Of course, the distinction between Sex and Gender has been known about for a very, very long time though sometimes I read things which tell me that someone discovered it last week. In England, the most intellectually serious daily newspaper is The Financial Times. On 28 November 2015, India Ross interviewed Jill Soloway, creator of the American TV series Transparent which has a transgender theme (I haven’t seen it – no TV). They talk about gender issues and at the end Soloway says:

People will recognise that just because somebody is masculine, it doesn’t mean they have a penis. Just because somebody’s feminine, it doesn’t mean they have a vagina. That’s going to be the revolution over the next five years

India Ross adds:

I suggest that, even today, that’s a fairly radical thing to say. She agrees …

I paused. When, if ever, has this “radical thing” not been recognised as true – and even platitudinously true?

Think, for example, of “cissy” and “tomboy”. A cissy was a boy who displayed feminine tastes and traits, deemed unacceptable. A tomboy was a girl who displayed masculine tastes and traits, though sometimes these were treated more indulgently than cissy traits. To go back just sixty years, think of To Kill a Mockingbird which – among other things – belongs to a genre of tomboy novels. Go back a bit farther and you get to Jo March in Louisa May Alcott’s Little Women (1868 – 69).

Both ”cissy” and “tomboy” imply a fundamental distinction between sex and gender. Both recognise that sex and gender can be mismatched in a person. Neither supposes that cis-gendering (the neat matching of sex and gender) is inevitable, though as judgemental terms, they assume that cis-gendering is desirable. So maybe the revolution is simply to remove the judgemental aspect. No one will get called out as a cissy or laughed at as a tomboy. They will just be accepted. But didn’t that also happen in the past?

□ □ □

▶ **WORK ORDER A**:
In the essay on sex and gender, on what date did India Ross interview Jill Soloway?
▶ **WORK ORDER B**:
Quote the essay on sex and gender from "Think, for example, of" to "(1868 – 69).".
The entries come from a separate source unrelated to the essay on sex and gender.

□ □ □

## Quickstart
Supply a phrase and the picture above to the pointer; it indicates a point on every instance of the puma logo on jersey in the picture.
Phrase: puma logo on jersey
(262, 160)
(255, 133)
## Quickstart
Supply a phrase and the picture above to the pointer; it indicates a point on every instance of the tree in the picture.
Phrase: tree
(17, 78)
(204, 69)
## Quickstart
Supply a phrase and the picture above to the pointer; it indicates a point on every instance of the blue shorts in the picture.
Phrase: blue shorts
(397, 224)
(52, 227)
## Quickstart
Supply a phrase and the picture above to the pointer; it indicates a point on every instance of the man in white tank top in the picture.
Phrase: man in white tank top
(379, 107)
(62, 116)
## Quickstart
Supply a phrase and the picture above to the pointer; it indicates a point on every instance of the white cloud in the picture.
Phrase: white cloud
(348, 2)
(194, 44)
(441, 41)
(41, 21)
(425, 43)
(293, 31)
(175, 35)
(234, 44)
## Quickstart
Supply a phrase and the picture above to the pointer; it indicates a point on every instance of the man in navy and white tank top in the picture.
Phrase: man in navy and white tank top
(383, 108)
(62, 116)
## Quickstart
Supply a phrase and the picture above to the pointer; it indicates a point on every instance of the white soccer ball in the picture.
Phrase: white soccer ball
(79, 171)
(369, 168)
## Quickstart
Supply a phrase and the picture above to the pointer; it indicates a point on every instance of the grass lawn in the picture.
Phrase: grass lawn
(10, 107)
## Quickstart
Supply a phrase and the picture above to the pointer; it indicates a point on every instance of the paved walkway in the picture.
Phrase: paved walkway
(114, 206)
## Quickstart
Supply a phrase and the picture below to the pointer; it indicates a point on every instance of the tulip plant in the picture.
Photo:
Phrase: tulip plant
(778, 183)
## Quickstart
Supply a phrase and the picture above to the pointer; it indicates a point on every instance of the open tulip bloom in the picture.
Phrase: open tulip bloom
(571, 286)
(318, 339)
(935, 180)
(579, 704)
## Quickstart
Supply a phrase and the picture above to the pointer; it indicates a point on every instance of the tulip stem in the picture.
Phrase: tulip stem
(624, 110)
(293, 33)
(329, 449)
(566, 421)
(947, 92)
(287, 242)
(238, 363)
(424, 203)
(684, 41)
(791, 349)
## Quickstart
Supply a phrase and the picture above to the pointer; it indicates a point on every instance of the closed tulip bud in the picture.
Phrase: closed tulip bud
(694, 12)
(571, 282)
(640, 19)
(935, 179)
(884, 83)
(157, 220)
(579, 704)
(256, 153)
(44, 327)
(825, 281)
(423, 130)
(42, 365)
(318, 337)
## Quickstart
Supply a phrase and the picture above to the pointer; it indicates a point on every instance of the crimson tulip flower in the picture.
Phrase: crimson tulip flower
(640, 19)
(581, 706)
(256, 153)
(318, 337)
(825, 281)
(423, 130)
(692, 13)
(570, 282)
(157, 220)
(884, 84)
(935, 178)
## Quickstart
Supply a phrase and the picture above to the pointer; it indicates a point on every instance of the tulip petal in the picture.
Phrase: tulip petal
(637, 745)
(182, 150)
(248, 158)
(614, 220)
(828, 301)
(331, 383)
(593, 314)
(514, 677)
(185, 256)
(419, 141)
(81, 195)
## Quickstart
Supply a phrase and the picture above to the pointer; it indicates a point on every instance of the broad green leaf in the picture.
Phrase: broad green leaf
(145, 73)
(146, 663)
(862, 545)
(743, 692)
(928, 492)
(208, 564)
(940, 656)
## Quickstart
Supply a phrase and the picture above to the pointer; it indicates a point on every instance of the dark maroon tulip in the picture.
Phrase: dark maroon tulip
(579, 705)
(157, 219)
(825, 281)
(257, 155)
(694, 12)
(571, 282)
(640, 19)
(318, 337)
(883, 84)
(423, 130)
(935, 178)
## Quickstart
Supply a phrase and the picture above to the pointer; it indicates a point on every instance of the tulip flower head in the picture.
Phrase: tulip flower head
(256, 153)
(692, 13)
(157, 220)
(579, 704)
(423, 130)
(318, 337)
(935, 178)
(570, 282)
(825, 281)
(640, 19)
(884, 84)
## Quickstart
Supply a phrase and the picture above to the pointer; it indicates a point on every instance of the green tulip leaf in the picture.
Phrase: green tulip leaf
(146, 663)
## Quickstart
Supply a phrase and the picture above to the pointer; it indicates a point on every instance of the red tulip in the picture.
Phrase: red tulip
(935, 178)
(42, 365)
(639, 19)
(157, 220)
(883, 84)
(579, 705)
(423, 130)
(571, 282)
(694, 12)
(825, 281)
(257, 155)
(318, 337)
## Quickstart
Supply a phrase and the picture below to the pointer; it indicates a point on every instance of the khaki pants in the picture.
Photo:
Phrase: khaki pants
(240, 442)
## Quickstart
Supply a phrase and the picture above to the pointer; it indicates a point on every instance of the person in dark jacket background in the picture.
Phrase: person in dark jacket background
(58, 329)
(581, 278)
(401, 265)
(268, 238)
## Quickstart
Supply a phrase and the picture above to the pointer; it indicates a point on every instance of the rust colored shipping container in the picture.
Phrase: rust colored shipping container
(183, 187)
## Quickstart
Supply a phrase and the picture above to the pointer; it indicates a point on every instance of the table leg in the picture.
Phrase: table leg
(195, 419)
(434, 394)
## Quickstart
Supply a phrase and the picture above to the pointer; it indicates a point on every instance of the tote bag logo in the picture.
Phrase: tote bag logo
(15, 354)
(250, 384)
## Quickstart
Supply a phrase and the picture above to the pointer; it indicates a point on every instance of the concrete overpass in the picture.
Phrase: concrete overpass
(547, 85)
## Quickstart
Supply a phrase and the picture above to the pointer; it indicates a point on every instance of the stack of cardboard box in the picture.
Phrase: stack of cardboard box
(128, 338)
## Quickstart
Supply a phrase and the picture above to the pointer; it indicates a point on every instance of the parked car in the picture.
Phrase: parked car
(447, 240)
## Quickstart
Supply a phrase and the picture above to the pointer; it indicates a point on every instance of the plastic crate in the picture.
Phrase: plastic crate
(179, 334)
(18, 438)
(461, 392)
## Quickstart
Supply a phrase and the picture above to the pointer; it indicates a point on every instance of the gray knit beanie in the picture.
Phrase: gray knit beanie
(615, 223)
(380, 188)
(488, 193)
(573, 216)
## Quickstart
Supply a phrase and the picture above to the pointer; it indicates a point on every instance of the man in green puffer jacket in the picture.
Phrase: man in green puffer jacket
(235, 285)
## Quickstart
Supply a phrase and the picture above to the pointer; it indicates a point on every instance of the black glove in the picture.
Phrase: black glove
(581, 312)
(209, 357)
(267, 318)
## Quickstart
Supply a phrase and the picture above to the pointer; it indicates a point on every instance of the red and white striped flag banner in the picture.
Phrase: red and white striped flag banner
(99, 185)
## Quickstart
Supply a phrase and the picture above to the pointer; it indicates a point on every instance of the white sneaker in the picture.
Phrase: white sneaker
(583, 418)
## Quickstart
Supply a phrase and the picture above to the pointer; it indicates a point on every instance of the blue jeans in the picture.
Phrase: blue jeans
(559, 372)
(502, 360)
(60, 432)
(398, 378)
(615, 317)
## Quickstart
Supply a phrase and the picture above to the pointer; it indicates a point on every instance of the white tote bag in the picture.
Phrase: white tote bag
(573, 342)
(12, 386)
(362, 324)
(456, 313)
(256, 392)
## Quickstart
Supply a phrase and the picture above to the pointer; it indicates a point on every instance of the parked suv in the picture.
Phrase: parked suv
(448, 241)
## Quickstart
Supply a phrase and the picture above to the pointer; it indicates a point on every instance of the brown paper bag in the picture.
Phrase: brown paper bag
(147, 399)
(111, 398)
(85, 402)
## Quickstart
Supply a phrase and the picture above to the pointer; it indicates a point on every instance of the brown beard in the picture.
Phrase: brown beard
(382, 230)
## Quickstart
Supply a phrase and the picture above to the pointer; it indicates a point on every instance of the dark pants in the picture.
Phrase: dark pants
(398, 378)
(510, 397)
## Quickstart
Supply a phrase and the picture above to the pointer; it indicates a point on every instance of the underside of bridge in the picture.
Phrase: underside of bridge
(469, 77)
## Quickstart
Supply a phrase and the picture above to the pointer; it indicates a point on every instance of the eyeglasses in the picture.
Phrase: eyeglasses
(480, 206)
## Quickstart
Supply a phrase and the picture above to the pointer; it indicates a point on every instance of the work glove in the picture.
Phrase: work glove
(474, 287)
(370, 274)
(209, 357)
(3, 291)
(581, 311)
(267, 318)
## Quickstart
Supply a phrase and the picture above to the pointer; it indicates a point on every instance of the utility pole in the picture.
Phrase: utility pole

□ □ □

▶ **PROBLEM SOLUTION A**:
28 November 2015

▶ **PROBLEM SOLUTION B**:
Think, for example, of “cissy” and “tomboy”. A cissy was a boy who displayed feminine tastes and traits, deemed unacceptable. A tomboy was a girl who displayed masculine tastes and traits, though sometimes these were treated more indulgently than cissy traits. To go back just sixty years, think of To Kill a Mockingbird which – among other things – belongs to a genre of tomboy novels. Go back a bit farther and you get to Jo March in Louisa May Alcott’s Little Women (1868 – 69).